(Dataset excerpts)
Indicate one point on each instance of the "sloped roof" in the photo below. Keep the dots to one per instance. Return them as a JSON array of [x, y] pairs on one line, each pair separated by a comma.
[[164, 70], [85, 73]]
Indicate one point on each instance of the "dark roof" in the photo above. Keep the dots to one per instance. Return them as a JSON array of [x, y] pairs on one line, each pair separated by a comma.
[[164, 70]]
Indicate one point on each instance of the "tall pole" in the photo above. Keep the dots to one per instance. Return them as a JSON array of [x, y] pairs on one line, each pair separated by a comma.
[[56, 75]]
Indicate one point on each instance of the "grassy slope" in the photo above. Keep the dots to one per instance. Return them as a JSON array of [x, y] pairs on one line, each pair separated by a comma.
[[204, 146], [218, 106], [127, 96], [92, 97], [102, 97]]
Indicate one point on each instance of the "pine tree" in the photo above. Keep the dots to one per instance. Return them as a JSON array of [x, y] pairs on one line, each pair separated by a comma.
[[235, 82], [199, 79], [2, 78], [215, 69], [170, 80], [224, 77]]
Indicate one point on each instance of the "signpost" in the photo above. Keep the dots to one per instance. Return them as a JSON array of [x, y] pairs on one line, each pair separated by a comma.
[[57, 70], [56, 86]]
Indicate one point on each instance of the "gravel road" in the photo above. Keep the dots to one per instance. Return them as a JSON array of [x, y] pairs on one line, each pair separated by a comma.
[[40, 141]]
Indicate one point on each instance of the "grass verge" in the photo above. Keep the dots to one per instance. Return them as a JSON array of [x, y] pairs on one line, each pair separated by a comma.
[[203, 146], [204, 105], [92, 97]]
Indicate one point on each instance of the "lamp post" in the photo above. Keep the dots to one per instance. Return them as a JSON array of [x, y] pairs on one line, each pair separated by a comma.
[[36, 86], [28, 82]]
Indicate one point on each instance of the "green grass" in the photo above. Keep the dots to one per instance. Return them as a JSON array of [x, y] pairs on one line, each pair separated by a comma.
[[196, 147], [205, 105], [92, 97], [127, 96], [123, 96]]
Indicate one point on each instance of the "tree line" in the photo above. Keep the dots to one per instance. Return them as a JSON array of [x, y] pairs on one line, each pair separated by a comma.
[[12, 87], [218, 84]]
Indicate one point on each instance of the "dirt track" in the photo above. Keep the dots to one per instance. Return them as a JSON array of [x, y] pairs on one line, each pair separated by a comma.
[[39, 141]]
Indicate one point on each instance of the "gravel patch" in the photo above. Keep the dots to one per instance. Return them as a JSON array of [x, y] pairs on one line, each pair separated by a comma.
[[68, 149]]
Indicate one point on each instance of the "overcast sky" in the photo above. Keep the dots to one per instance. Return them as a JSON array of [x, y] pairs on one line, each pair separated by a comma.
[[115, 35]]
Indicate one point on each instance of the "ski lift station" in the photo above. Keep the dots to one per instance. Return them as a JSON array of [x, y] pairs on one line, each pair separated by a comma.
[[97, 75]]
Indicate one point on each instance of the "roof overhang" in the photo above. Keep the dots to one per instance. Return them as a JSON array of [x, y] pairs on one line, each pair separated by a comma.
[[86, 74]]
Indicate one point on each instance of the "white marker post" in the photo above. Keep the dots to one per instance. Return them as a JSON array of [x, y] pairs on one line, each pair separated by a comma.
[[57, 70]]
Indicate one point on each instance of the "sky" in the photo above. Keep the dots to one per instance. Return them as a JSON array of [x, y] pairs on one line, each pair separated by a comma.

__EXERCISE__
So that nothing is lost, write out each record exactly as it appears above.

__SOLUTION__
Indicate one point on each instance of the "sloped roof" in the photo below. Keep the dots to one per instance. Return them as a JSON array of [x, y] pairs on one line, each pair separated by a comma.
[[164, 70], [85, 73]]
Indicate one point on each instance of the "dark roof" in the photo above. Keep the dots to one per instance. Return them as a JSON array of [x, y] pairs on one line, each pair separated by a comma.
[[164, 70]]
Indicate one point on each instance of the "tall pole" in the photo above. Keep the dots to one per instance. Return them as a JSON array of [x, y] pairs on one line, each pair separated by a comma.
[[56, 75]]
Indicate one point on each instance of the "grassy slope" in the photo above. Keep the dots to one per instance. Return them as a JSON array of [x, y] pairs on one line, each pair separated by a comma.
[[204, 146], [218, 106], [127, 96], [92, 97], [102, 97]]
Indicate one point on each instance of the "pine tree" in the photo above. Keep the dots to one per instance. Return them as a JSON array of [x, y] pairs on one line, each pair separated by a comma.
[[235, 82], [199, 79], [2, 78], [215, 69], [170, 80], [224, 77]]
Indicate one point on each instance of the "signpost" in the photo above. Keep the dots to one per instance. Return them as a JSON array of [x, y] pairs on one line, each pair separated by a comma.
[[57, 70], [56, 86]]
Indicate one point on each instance of the "gravel road" in the photo above. Keep the dots to one per instance. Return them as a JSON array of [x, y] pairs on one line, each pair separated by a comma.
[[40, 141]]
Indicate one point on each instance of the "grass verge" in the photo above. Keep the dots to one per instance. Return them as a JSON array of [x, y] pairs on one line, each pair separated by a comma.
[[203, 146], [204, 105], [92, 97]]
Indicate one point on each instance of the "lamp post" in the photo above. Keep the dots to one per instance. Return them as a JSON array of [x, y] pairs on one line, each pair separated by a comma.
[[36, 86], [28, 82]]
Indicate one point on each instance of the "green grass" in the photo above. Keep the dots to one per instance. Return them as a JSON array of [x, y] pairs on one line, each pair separated by a comma.
[[196, 147], [205, 105], [92, 97], [127, 96], [123, 96]]
Indicate one point on each instance of the "tree line" in the photo above. Keep the dots to one per instance. Return them as a JSON array of [x, y] pairs on one line, each pair separated by a comma.
[[12, 87], [218, 84]]
Indicate one point on each instance of the "dirt track" in the photo above. Keep the dots to one per instance. Return them as a JSON array of [x, y] pairs on one line, each pair separated by a comma.
[[39, 141]]
Indicate one point on each instance of the "gravel patch" in the photo above. Keep the dots to one per instance. Return them as a JSON array of [x, y] pairs on one line, each pair separated by a comma.
[[68, 149]]
Indicate one point on each instance of the "overcast sky" in the photo above. Keep the dots to one per instance. Return them as a JSON array of [x, y] pairs on one line, each pair separated by a comma.
[[115, 35]]
Indicate one point on each instance of the "ski lift station" in the photo above. Keep the dots to one per instance. Return them as a JSON array of [x, y] pairs on one line, each pair separated by a comma.
[[97, 75]]
Indicate one point on each instance of the "roof overhang" in the photo above. Keep the dots to one per instance. Return them as a JSON array of [x, y] pairs on one line, each pair separated by a comma.
[[86, 74]]
Indicate one point on each instance of the "white marker post" in the photo above. Keep the dots to one per instance. Return them as a JSON array of [x, y] pairs on one line, each pair separated by a comma.
[[57, 70]]
Indicate one point on each instance of the "sky" in the photo above. Keep the dots to one per instance. Return them as a JSON array of [x, y] pairs on one line, each pair separated by a comma.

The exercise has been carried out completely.